**Task item**. Continue the article on Freedom Service Dogs, starting after its final sentence.

**Text section**.
Freedom Service Dogs
- Tax ID no.: 84-1068936
- Location: Englewood, Colorado;
- Revenue: $2,744,962 (2015)
- Expenses: $1,602,323 (2015)
- Endowment: $3,798,327
- Website: www.freedomservicedogs.org

= Freedom Service Dogs =

US non-profit organization

Freedom Service Dogs is a Denver, Colorado–based charitable organization devoted to training dogs as service dogs for people with disabilities that include multiple sclerosis, muscular dystrophy, Down syndrome, cerebral palsy, spinal-cord injury, PTSD, and more. The organization began a small-scale breeding program in 2019 to increase the number of people it could help.

== Background ==
FSD is a 501(c)(3) nonprofit organization founded in 1987 by Michael and P.J. Roche. Freedom Service Dogs is an accredited and voting member of Assistance Dogs International, which sets and promotes standards and ethics for assistance dog training organizations all over the world.

FSD has partnered with the United States Veterans Administration to train dogs to provide assistance dogs for veterans, part of a program by the VA to make the provision of an assistance dog an integrated part of treatment plans. In addition, FSD has partnered with the Peak Military Care Network to help provide service dogs to veterans.

== Training ==
Puppies are paired with a volunteer puppy raiser for approximately ten months, before returning for service dog training, which generally lasts 4–8 months. Each dog is assigned a trainer and undergoes a comprehensive health assessment and a behavioral/training assessment based on Assistance Dogs International's breeding corporative standards.

Service dogs are trained to increase independence for people with disabilities. Each dog is matched to a specific client and custom trained according to his or her individual needs. Dogs can be trained to assist a client in their mobility, as well as retrieving items, fetching help, operating simple equipment (push a light switch or alert button). The dog also provides company, and can comfort their owner during nightmares or flashbacks.

**Given data**.
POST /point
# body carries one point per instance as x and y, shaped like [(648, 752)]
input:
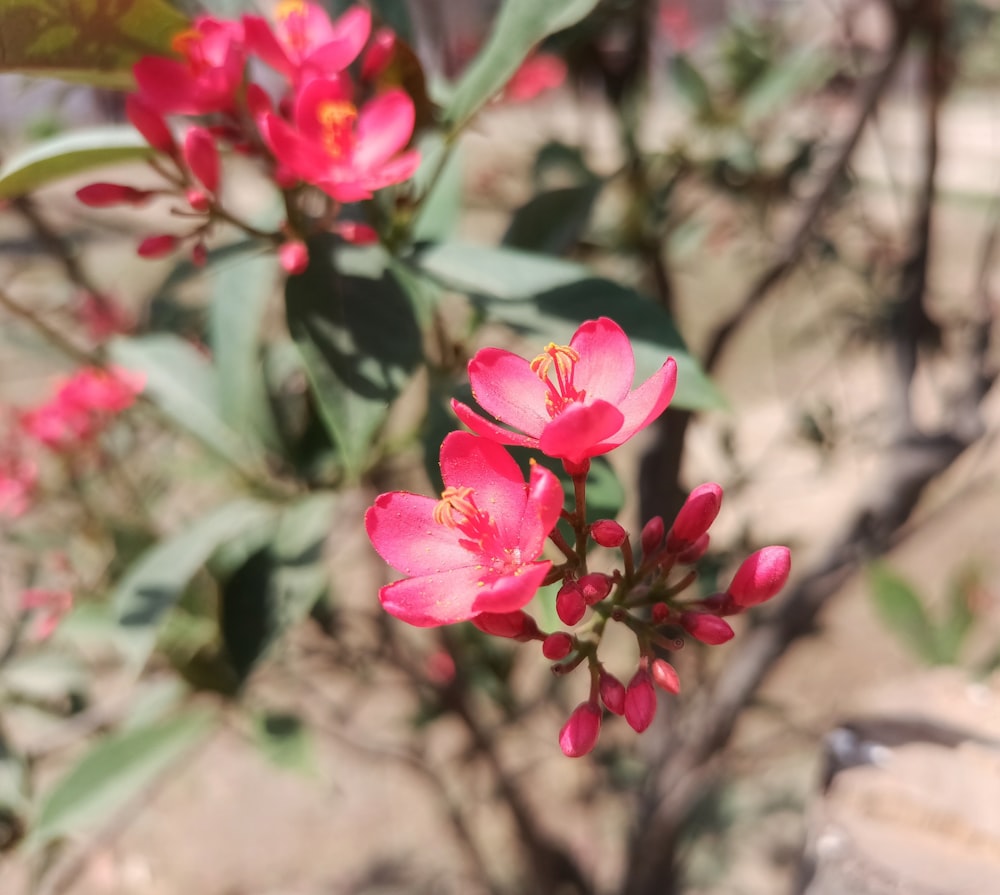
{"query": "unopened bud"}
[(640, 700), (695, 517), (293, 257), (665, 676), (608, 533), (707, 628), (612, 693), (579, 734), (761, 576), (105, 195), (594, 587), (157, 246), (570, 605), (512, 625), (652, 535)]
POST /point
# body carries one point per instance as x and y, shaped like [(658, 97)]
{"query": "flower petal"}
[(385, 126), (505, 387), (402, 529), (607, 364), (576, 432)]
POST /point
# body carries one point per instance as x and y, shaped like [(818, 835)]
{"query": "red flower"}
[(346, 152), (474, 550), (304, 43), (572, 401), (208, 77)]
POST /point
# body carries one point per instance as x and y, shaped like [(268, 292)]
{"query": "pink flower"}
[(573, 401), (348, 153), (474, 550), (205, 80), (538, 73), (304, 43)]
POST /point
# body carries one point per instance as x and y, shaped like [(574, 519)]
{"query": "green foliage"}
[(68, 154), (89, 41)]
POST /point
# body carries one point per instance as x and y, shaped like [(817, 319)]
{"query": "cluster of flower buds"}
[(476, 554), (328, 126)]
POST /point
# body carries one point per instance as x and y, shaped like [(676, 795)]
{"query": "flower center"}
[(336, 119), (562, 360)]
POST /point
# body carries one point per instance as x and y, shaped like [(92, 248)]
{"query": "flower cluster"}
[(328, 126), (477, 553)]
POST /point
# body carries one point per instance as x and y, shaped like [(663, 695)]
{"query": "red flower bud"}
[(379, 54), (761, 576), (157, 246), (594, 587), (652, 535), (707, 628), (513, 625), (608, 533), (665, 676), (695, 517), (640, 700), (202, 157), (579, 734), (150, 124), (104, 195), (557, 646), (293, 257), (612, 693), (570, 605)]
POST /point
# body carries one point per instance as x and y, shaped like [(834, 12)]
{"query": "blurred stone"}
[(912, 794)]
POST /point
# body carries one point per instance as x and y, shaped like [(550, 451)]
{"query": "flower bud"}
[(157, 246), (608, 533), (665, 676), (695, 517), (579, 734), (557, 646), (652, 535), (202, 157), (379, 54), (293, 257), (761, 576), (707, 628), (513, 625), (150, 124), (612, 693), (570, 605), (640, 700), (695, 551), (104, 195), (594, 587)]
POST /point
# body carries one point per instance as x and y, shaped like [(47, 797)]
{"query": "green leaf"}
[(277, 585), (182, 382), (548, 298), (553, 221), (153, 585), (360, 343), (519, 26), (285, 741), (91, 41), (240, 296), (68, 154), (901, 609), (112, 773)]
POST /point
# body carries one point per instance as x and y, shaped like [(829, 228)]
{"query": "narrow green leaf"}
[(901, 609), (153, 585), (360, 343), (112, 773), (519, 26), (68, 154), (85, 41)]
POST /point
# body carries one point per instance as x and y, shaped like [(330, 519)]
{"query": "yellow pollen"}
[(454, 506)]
--
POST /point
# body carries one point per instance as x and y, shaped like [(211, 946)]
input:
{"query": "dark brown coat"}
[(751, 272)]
* * *
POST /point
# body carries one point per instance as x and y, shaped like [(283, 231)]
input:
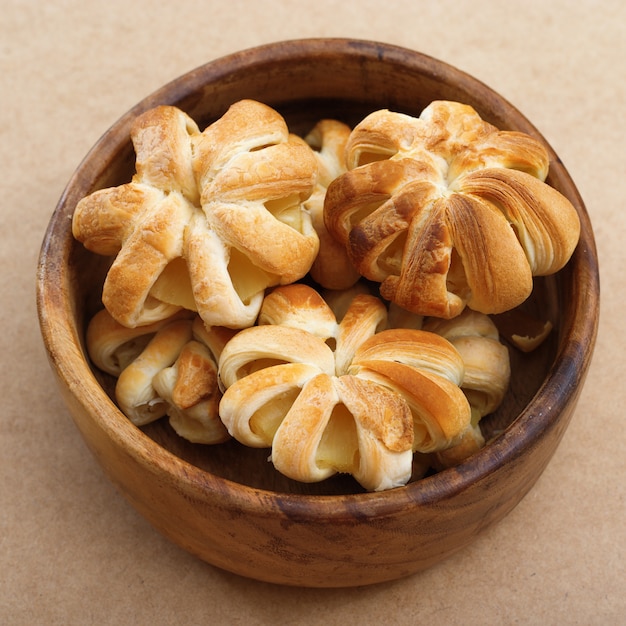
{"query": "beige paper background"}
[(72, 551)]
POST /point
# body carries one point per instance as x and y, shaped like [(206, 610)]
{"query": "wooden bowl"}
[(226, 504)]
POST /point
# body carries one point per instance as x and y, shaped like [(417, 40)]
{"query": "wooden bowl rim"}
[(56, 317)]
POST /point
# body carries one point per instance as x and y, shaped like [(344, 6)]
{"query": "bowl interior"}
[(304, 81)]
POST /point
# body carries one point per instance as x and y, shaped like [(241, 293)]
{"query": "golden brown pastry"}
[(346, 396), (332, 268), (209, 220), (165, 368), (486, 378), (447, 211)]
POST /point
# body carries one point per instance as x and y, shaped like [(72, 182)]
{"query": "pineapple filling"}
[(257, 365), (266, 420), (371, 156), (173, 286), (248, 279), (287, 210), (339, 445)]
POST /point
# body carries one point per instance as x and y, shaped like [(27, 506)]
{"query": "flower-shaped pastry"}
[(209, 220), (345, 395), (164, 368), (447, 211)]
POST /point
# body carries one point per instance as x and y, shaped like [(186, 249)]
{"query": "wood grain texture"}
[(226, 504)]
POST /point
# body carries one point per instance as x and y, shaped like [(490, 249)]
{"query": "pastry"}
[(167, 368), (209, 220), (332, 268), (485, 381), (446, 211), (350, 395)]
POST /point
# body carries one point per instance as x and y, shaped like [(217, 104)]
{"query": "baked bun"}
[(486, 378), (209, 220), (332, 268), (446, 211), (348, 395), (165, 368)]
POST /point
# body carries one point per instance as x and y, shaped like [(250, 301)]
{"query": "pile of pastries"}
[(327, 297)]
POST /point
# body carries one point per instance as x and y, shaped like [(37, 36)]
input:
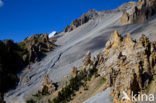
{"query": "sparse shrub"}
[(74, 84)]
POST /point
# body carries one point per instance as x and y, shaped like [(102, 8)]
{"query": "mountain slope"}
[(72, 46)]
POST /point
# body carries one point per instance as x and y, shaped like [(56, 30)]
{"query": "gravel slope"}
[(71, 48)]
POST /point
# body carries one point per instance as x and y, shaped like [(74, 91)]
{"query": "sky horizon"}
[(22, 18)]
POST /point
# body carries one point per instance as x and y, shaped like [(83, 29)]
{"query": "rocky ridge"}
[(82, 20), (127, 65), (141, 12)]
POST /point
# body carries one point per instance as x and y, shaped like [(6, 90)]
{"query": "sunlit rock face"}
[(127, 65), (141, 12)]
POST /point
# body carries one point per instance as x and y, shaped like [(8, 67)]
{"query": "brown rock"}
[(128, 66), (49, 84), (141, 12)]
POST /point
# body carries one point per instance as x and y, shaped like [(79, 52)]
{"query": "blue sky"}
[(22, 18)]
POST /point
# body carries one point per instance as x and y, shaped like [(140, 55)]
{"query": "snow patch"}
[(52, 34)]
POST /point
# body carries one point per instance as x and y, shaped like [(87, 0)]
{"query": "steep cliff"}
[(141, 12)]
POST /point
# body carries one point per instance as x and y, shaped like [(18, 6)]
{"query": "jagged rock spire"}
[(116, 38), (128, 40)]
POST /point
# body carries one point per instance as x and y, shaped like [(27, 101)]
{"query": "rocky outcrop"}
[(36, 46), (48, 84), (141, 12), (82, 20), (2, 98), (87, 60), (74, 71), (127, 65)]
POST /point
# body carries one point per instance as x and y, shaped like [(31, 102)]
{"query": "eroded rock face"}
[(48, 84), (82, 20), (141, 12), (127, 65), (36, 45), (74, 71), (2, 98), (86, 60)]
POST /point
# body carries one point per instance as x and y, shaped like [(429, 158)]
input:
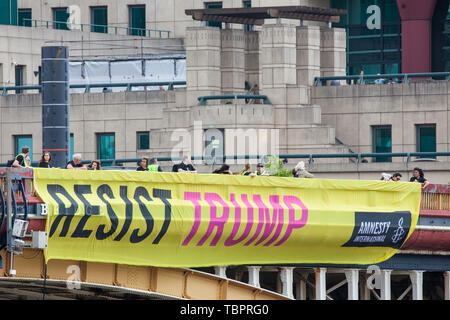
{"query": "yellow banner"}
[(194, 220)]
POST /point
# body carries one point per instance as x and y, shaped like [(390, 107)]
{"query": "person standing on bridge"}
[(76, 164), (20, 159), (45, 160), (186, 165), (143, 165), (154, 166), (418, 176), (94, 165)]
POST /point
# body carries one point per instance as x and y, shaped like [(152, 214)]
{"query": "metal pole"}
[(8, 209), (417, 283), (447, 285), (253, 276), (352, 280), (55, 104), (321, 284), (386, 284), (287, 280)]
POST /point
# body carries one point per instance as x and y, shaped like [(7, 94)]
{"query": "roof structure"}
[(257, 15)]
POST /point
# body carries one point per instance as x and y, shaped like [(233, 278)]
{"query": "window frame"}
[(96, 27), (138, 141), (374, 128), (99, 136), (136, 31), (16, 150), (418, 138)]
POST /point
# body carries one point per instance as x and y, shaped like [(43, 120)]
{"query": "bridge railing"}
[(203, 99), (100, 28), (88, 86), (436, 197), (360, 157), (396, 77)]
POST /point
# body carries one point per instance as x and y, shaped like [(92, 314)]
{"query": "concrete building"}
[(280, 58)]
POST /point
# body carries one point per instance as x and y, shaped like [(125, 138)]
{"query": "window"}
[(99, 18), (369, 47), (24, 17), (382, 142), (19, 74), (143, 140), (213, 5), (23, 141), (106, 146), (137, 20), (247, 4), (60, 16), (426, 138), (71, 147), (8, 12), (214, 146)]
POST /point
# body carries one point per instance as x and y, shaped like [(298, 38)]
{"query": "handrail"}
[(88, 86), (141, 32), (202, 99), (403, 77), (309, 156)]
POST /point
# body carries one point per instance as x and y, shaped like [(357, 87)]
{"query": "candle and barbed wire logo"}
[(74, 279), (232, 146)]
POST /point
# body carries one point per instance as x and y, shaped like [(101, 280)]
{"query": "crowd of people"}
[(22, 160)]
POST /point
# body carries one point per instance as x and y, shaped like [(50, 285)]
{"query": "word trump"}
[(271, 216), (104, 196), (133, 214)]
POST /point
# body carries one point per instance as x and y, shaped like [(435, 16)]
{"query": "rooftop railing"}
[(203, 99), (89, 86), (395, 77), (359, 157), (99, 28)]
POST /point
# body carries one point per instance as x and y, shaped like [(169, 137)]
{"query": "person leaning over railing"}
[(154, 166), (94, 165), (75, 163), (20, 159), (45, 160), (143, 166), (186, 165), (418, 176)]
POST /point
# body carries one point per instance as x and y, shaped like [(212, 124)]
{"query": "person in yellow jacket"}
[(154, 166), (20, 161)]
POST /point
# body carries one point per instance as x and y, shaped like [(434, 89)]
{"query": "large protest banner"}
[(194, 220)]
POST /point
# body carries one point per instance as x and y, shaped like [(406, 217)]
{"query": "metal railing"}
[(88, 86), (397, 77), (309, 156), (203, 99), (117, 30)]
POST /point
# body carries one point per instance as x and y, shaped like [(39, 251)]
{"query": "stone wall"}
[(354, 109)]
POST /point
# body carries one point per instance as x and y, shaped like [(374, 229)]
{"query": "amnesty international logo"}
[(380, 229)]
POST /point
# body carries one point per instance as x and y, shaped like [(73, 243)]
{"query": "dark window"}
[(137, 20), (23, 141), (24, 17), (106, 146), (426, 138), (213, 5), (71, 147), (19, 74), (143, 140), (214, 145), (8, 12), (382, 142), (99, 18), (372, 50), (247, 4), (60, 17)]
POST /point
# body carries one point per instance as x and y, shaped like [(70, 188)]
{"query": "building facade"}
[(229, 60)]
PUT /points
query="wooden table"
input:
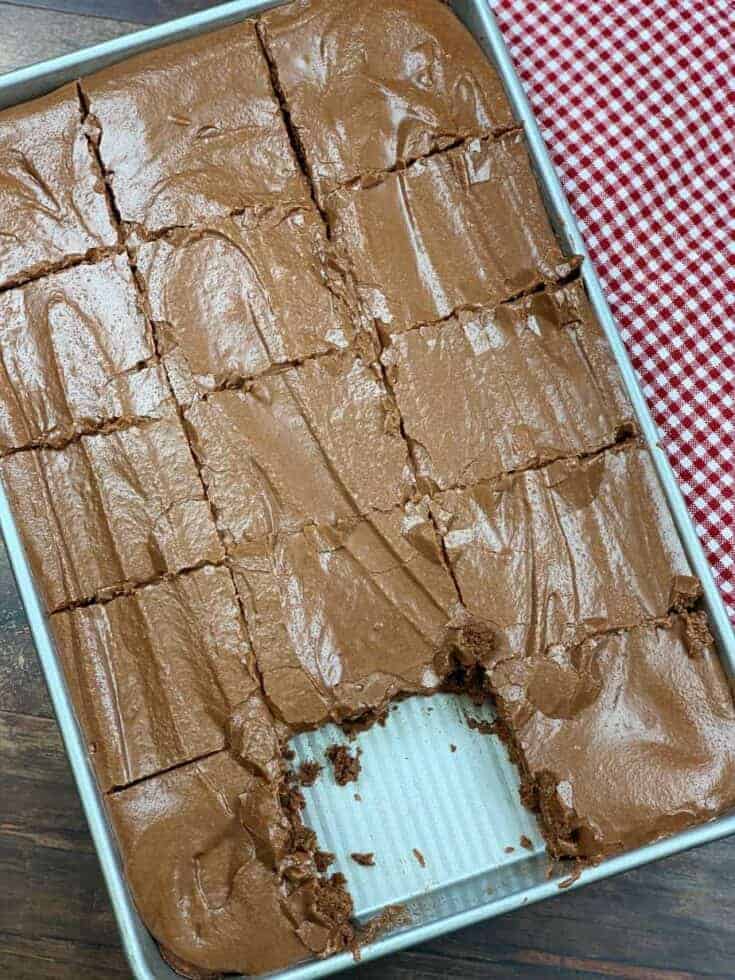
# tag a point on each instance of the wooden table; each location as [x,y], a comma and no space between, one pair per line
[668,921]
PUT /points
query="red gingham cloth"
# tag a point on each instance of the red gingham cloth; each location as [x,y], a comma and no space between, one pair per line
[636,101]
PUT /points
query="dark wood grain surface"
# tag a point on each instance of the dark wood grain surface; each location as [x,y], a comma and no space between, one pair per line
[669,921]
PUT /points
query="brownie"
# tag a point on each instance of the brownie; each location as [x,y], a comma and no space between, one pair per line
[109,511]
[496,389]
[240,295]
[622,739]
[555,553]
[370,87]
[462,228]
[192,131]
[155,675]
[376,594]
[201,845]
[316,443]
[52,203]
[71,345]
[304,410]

**Exercise result**.
== Programs ==
- Operation Freedom – developed in 2009 to address problems experienced by soldiers returning from combat situations, such as PTSD, immobility, and inactivity, and provides dogs for veterans from Vietnam through the current conflict in Iraq and Afghanistan—and also for some active duty service personnel. FSD trains around 40 dogs a year through this program, at a cost of around $25,000 per dog. Costs are met largely through donations, and no charge is made to the recipient of the dog.
- Pawsitive Connection – works with at-risk young people aged from 11 to 18—particularly those in foster care, young people with ADHD and other learning issues, and young people in the juvenile justice system. The young people assist in training the dogs, supervised by teachers and a dog trainer. This occurs during the early phases of training when dogs are learning basic commands, and the students handle service dogs-in-training once a week for 8 to 12 weeks.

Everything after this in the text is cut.